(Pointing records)
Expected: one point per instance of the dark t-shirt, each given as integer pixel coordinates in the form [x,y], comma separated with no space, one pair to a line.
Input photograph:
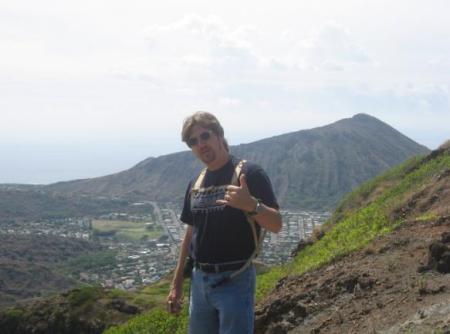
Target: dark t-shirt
[222,233]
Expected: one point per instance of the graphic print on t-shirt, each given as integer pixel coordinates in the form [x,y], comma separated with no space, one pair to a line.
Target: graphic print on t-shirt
[205,199]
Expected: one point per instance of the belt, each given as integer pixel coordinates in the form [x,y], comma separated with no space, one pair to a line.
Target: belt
[219,267]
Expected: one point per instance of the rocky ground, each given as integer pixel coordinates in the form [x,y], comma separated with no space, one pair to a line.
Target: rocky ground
[392,286]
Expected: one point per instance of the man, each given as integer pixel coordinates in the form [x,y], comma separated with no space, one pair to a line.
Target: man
[219,235]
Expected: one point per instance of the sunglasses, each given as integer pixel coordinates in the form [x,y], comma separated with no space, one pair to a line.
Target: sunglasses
[193,141]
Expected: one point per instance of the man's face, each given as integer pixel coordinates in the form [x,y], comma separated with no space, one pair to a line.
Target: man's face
[207,150]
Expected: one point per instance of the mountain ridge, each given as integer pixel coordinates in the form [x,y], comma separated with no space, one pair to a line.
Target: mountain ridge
[315,154]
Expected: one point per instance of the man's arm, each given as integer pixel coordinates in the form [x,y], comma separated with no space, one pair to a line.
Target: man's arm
[176,289]
[240,198]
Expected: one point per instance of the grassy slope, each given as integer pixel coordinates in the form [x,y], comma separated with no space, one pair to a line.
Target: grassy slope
[363,215]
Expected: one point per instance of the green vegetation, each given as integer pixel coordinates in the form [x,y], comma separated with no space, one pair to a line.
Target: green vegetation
[156,321]
[363,215]
[84,296]
[126,230]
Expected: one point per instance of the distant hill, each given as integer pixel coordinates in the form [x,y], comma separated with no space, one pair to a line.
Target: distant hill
[309,169]
[380,265]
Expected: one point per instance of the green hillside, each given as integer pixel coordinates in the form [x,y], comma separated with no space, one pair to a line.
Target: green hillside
[374,209]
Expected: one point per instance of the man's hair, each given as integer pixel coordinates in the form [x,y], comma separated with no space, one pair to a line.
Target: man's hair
[205,120]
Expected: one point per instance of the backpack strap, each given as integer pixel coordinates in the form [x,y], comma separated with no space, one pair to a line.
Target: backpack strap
[237,172]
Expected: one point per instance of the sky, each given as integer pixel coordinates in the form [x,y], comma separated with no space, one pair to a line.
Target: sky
[89,88]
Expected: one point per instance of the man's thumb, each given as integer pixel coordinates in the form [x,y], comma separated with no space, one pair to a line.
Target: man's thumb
[243,181]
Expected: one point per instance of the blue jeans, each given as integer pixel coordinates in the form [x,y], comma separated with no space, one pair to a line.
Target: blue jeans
[225,309]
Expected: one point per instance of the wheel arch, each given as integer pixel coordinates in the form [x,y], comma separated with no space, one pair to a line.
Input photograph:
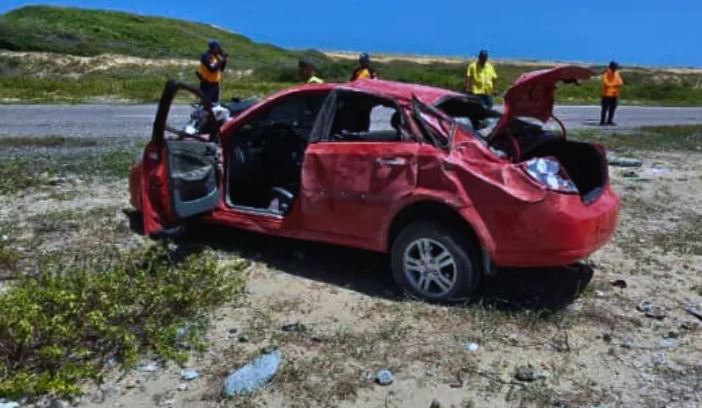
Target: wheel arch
[433,210]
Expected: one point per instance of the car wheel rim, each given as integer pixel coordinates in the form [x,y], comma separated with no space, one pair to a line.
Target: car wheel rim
[429,267]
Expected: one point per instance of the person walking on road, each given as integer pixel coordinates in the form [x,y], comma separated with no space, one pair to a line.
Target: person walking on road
[611,89]
[365,69]
[480,79]
[308,72]
[212,64]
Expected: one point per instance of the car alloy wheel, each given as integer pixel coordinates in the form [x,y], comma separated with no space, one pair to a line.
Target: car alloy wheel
[429,267]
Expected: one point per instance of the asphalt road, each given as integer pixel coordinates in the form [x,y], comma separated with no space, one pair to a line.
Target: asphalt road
[135,121]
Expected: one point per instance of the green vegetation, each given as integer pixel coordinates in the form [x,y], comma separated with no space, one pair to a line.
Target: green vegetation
[254,69]
[23,166]
[65,324]
[686,138]
[86,32]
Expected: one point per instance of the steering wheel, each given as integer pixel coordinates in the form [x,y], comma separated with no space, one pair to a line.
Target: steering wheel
[183,134]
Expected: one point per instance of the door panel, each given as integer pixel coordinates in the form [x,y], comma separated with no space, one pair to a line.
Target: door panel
[350,188]
[180,165]
[192,176]
[369,181]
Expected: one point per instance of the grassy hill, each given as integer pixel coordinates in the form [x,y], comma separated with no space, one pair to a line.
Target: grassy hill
[99,55]
[92,32]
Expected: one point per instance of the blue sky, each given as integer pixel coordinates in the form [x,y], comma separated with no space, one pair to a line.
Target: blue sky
[647,32]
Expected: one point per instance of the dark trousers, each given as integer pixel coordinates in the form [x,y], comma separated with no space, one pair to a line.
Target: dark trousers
[609,105]
[210,90]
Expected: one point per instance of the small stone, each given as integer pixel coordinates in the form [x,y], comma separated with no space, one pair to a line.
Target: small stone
[384,377]
[57,403]
[671,335]
[149,367]
[659,359]
[189,374]
[132,383]
[294,327]
[627,343]
[669,343]
[649,309]
[525,373]
[619,283]
[472,347]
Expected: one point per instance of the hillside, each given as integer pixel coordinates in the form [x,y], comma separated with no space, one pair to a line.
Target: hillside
[87,32]
[58,54]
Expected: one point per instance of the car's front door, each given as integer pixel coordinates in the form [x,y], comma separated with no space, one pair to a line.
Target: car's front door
[181,163]
[362,165]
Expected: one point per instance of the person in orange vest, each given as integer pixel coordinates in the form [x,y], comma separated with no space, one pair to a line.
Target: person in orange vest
[365,69]
[611,89]
[212,64]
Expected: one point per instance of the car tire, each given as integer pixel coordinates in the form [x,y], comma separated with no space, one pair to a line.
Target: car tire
[435,263]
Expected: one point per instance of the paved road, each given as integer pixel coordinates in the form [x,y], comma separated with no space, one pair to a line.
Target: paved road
[134,121]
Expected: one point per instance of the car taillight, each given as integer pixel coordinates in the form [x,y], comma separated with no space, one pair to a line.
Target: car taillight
[549,173]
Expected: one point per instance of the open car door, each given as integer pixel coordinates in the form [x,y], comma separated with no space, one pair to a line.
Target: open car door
[181,162]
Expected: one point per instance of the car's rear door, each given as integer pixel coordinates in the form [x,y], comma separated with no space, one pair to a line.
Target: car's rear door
[181,164]
[352,182]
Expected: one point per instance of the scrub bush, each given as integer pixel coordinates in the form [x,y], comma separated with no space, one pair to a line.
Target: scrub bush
[60,327]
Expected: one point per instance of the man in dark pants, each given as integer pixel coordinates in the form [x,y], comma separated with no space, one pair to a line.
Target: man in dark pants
[212,64]
[611,89]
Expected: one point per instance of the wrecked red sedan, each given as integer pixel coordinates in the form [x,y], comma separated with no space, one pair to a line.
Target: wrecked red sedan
[449,189]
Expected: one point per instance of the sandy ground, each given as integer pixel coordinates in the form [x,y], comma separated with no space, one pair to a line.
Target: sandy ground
[596,349]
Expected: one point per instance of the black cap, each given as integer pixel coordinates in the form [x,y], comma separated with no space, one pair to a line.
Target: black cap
[306,63]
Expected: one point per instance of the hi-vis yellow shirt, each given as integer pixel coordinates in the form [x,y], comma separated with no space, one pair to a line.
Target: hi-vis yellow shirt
[363,73]
[315,80]
[482,79]
[207,75]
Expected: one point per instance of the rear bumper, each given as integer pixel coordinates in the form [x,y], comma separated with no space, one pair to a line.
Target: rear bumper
[560,230]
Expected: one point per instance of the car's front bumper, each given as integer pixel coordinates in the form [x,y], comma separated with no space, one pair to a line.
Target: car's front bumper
[559,230]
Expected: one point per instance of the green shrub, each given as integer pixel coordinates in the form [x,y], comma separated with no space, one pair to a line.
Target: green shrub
[61,326]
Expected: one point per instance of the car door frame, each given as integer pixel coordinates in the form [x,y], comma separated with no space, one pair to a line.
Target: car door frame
[162,206]
[325,192]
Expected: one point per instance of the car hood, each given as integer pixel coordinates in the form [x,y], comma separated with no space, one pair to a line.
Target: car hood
[533,93]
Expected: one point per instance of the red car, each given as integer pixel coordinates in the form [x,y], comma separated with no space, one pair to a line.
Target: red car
[449,189]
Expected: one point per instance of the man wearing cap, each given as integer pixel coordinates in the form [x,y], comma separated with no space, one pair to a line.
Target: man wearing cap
[308,72]
[480,79]
[365,69]
[212,64]
[611,89]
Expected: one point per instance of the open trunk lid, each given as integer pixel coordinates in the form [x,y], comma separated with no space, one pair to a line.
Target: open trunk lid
[533,93]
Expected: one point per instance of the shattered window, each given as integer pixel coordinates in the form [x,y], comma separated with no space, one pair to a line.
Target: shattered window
[363,117]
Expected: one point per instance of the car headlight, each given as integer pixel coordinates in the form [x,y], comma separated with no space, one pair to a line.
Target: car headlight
[548,172]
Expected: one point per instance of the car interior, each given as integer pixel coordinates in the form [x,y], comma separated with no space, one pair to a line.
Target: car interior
[365,118]
[266,154]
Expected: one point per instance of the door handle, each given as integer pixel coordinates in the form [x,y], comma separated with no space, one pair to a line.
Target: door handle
[391,161]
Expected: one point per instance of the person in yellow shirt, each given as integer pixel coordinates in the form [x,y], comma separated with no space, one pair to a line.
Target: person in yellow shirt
[308,72]
[611,90]
[365,69]
[480,79]
[212,64]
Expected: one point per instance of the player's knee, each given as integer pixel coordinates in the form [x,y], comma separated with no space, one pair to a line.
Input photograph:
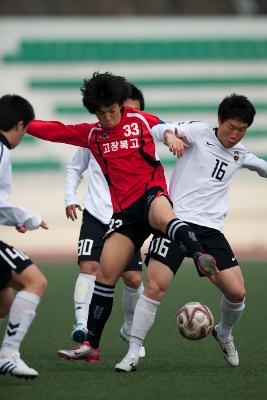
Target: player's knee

=== TO DO ===
Your task is to output exactly the lines from the line containing "Expected: one point per instance of the car interior, each" through the last line, inclusive, leaving every picture out.

=== TASK RESPONSE ===
Expected: one point per instance of the car interior, each given as integer pixel coordinates in the form [x,y], comma separated with no space, one pair to a line.
Target: car interior
[365,118]
[266,154]
Expected: one point per instance of the door handle, each given as integer pixel coordinates in the form [x,y], comma separated with no space, one pair to a line.
Target: door handle
[391,161]
Expected: one point per instance of the person in yellow shirt, each given as integer pixel coordinates in the form [x,y], comma separated with no space, one pair to a line.
Target: person in yellow shirt
[308,72]
[611,90]
[365,69]
[480,79]
[212,64]
Expected: one point per instance of the player's knee, each given as integer pixel coordinates in the form [x,y], comma separated with no space, one pair to a line.
Input photograph:
Target: player's knee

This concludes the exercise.